Copy out the material below word for word, leaving the pictures out of your copy.

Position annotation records
--*--

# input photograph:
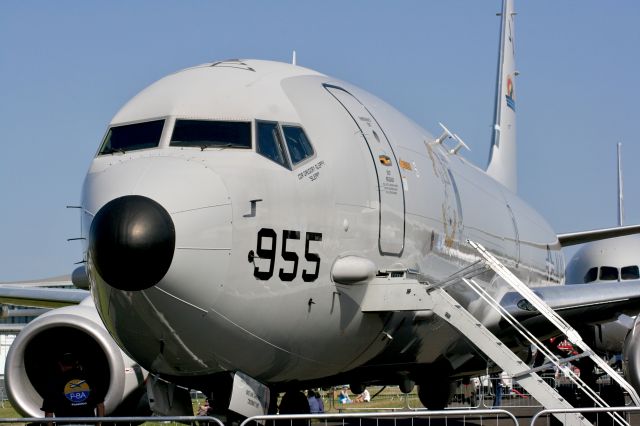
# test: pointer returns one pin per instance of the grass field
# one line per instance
(389, 398)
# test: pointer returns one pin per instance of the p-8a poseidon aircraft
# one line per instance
(238, 213)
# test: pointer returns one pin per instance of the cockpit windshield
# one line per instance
(211, 134)
(131, 137)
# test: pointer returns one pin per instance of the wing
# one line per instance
(47, 293)
(573, 238)
(579, 304)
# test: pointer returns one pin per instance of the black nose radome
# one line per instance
(131, 242)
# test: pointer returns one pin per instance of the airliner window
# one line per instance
(131, 137)
(630, 273)
(591, 275)
(298, 143)
(211, 134)
(270, 143)
(608, 273)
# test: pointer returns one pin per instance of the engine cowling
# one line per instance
(34, 353)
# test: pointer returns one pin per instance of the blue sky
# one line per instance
(66, 67)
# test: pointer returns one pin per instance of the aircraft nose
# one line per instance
(132, 242)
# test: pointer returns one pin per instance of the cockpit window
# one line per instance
(269, 143)
(591, 275)
(298, 143)
(211, 134)
(131, 137)
(608, 273)
(630, 272)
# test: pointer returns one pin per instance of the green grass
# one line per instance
(389, 398)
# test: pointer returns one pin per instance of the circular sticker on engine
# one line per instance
(77, 391)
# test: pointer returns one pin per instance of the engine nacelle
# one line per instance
(34, 354)
(631, 355)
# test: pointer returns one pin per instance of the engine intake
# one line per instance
(34, 353)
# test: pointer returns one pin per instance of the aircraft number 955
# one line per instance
(269, 253)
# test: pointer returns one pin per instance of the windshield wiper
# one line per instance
(113, 150)
(223, 146)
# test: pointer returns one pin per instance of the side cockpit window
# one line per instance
(630, 272)
(298, 144)
(131, 137)
(269, 143)
(591, 275)
(211, 134)
(608, 273)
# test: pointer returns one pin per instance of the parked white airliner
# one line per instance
(237, 212)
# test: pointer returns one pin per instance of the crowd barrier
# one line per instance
(383, 417)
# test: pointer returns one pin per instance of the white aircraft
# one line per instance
(610, 261)
(236, 214)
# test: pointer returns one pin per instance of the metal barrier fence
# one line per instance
(119, 420)
(485, 416)
(374, 418)
(546, 414)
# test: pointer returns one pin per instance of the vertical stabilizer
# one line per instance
(620, 196)
(502, 159)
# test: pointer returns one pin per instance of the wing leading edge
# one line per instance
(581, 237)
(579, 304)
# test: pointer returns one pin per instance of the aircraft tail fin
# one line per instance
(502, 159)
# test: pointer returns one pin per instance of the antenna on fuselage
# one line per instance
(620, 197)
(460, 144)
(446, 134)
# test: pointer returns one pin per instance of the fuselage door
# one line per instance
(390, 190)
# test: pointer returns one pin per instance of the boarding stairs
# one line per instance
(415, 294)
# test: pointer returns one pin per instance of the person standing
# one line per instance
(72, 393)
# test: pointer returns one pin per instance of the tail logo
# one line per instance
(511, 103)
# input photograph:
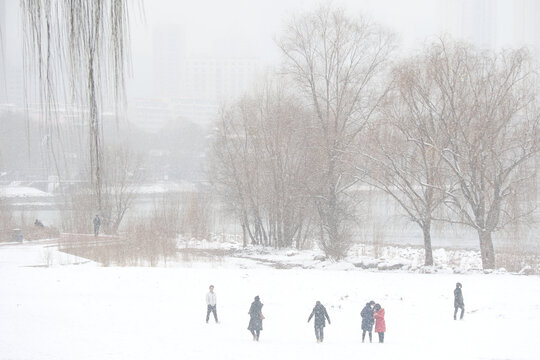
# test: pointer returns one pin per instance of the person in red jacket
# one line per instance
(380, 324)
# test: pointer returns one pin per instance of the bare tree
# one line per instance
(79, 51)
(261, 164)
(336, 62)
(122, 175)
(399, 159)
(483, 122)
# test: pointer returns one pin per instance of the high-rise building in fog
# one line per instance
(169, 52)
(526, 24)
(494, 24)
(474, 21)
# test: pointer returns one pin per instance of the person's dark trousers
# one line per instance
(319, 333)
(256, 334)
(462, 311)
(211, 309)
(364, 335)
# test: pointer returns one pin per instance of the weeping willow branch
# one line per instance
(79, 51)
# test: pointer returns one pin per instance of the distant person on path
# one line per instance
(367, 320)
(97, 224)
(319, 311)
(211, 301)
(256, 318)
(458, 301)
(380, 324)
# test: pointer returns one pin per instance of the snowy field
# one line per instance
(86, 311)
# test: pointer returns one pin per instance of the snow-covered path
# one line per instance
(90, 312)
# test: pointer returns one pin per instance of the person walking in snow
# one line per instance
(380, 324)
(211, 301)
(97, 224)
(255, 318)
(458, 301)
(319, 311)
(367, 320)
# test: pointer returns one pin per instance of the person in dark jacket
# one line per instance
(367, 320)
(380, 324)
(458, 301)
(97, 224)
(319, 311)
(256, 318)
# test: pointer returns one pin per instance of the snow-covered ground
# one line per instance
(86, 311)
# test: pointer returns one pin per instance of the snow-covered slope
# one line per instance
(86, 311)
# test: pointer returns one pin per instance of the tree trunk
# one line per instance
(486, 249)
(426, 229)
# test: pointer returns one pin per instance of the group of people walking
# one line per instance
(372, 315)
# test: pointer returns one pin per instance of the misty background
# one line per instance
(189, 60)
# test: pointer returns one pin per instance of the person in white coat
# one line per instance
(211, 303)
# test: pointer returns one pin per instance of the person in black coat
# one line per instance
(458, 301)
(319, 311)
(367, 320)
(256, 318)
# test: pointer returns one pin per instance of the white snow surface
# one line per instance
(85, 311)
(15, 191)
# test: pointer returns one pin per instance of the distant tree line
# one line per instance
(450, 133)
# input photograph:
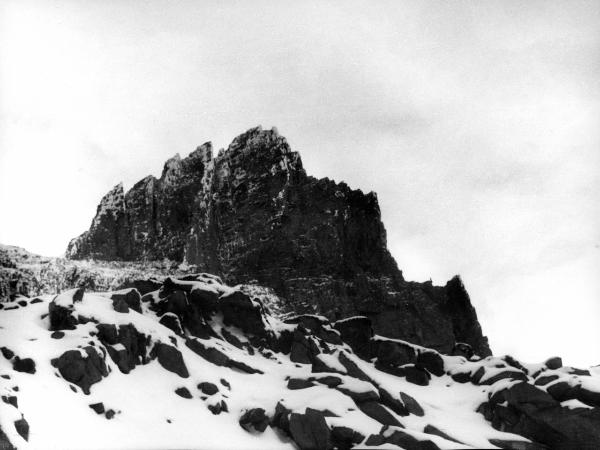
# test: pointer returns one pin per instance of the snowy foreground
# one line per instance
(196, 364)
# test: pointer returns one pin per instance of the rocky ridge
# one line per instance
(193, 363)
(252, 215)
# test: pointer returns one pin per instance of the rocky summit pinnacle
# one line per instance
(252, 214)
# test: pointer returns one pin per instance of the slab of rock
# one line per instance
(310, 431)
(81, 370)
(170, 359)
(254, 419)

--*--

RESULT OF THIS EXERCISE >>
# input photograph:
# test: pointer returns one pin per instance of the grass field
# one line per instance
(389, 398)
# test: pointer returns one pin per instance of the p-8a poseidon aircraft
# one line per instance
(238, 213)
# test: pointer returns one pin per instance of the cockpit windshield
# one line per instance
(211, 134)
(131, 137)
# test: pointer returns one pin per instance of the wing
# one line per instance
(47, 293)
(573, 238)
(579, 304)
# test: pointer returns one pin per instance of the black nose radome
# one line per instance
(131, 242)
# test: pointer returns one pin per instance of the airliner window
# one line per instance
(131, 137)
(630, 273)
(591, 275)
(298, 143)
(211, 134)
(270, 143)
(608, 273)
# test: pointer returns one pin per instance of the engine cowling
# one line per instance
(34, 353)
# test: pointer returns one pin per instance of the blue sky
# one line per instance
(66, 67)
# test: pointer returns one pin per instance of the aircraft nose
# one line per instance
(132, 242)
# test: pointer returns one pin per instance of the cockpit window
# one line per instance
(269, 143)
(591, 275)
(298, 143)
(211, 134)
(131, 137)
(608, 273)
(630, 272)
# test: pointer returns one pin per instance of the green grass
# one line per instance
(389, 398)
# test: pointer returns one pin per instance of the circular sticker on engine
# one line per instance
(77, 391)
# test: pointer returns one pin per instance of the engine nacelle
# one line per instance
(34, 354)
(631, 355)
# test: pointer returns one pin per instance of the engine intake
# one line per instance
(34, 353)
# test: pointer returns one pin per instance of the aircraft number 955
# one line per instance
(269, 253)
# test: pointer returns one pin per instance of the windshield wiper
# one line per instance
(113, 150)
(223, 146)
# test: pointer returns one pin per instance of the side cockpit window
# one line per instance
(630, 272)
(298, 144)
(131, 137)
(269, 143)
(591, 275)
(211, 134)
(608, 273)
# test: pointer returns one pin per instance of the parked white airliner
# one line per instance
(237, 212)
# test: pointer returns one pin per instance of the crowd barrier
# one line per instance
(383, 417)
# test: pointer returns one pin per instance of the white aircraft
# one line per instance
(610, 261)
(236, 214)
# test: pointer returns one pin per instance of the metal barrier fence
# one line per instance
(119, 420)
(485, 416)
(374, 418)
(546, 414)
# test: pointer returns one pin per instance of the vertical stabilizer
# one line per instance
(620, 196)
(502, 159)
# test: pointer returns one pin per instance of the wing leading edge
# one line per instance
(581, 237)
(579, 304)
# test: pointer returns one pin per instance of the aircraft tail fin
# one line per instance
(502, 159)
# test: pointer returns one pin per instance of the antenna on fuselage
# one line per instance
(620, 197)
(460, 144)
(446, 134)
# test: pointer returns one pin per instance of the fuselage door
# one line per instance
(390, 190)
# test: pointer returns one pin per instance of the boarding stairs
# one line per instance
(415, 294)
# test: pointer returns one pin per instance of the person standing
# one line per instance
(72, 393)
# test: pointer returns one pin per instance of the tail logo
# one line per instance
(511, 103)
# input photograph:
# test: pointer returns one pin per instance of the person in red jacket
# one line per instance
(380, 324)
# test: pointer returns one pin per instance of the bare tree
# one line per instance
(79, 51)
(261, 164)
(336, 62)
(122, 175)
(399, 159)
(483, 122)
# test: pointer returns one pin per instance of the high-rise building in fog
# one line per instance
(169, 52)
(526, 24)
(494, 24)
(474, 21)
# test: pointer returns one pin per instance of the person's dark trousers
# one line per instance
(319, 333)
(256, 334)
(462, 311)
(211, 309)
(364, 335)
# test: pointer returns one pin per instance of the weeping willow branch
# one line per instance
(79, 51)
# test: pointer returns one pin per instance of the distant person on path
# one line per instance
(367, 320)
(97, 224)
(319, 311)
(211, 301)
(256, 318)
(458, 301)
(380, 324)
# test: pointer returns one pin per instance of the snowy field
# one line per instance
(86, 311)
# test: pointer returns one pin per instance of the snow-covered path
# one line per instance
(90, 312)
# test: pointer returns one pin per instance of the person walking in snow
# one line per instance
(380, 324)
(211, 301)
(97, 224)
(255, 318)
(458, 301)
(319, 311)
(367, 320)
# test: pointer returns one pin per instance of the person in dark jacket
# one line per instance
(367, 320)
(380, 324)
(458, 301)
(97, 224)
(319, 311)
(256, 318)
# test: pointer returns one pin per instance of the snow-covered ground
# one line per instance
(86, 311)
# test: pointer returns one pin per instance of the snow-covered slope
# one line per instance
(86, 311)
# test: pointer returns one pin per instance of the tree trunk
# one line per instance
(486, 249)
(426, 229)
# test: pointer returns one pin per instance of the group of people walking
# one line per instance
(372, 315)
# test: pointer returns one pin per instance of the misty background
# one line per instance
(189, 60)
# test: pointer returns one pin per instance of the person in white coat
# one line per instance
(211, 303)
# test: pointer returns one pin per instance of the person in black coat
# one line per instance
(458, 301)
(319, 311)
(367, 320)
(256, 318)
# test: pointer returns one pin per instance of the white snow surface
# one line per instance
(85, 311)
(15, 191)
# test: pointer returns one pin per instance of the distant tree line
# one line per instance
(450, 133)
# input photograph:
# test: pointer returns one pin per instance of the snowy foreground
# one line per instance
(196, 364)
# test: pointer returns one pin per instance of the rocky ridge
# one line per instance
(193, 363)
(252, 215)
# test: pointer returns one pin per instance of the rocky summit pinnacle
# one line per instance
(252, 214)
# test: pointer returns one pin per instance of the slab of rock
# one line per instance
(310, 431)
(81, 370)
(170, 359)
(254, 419)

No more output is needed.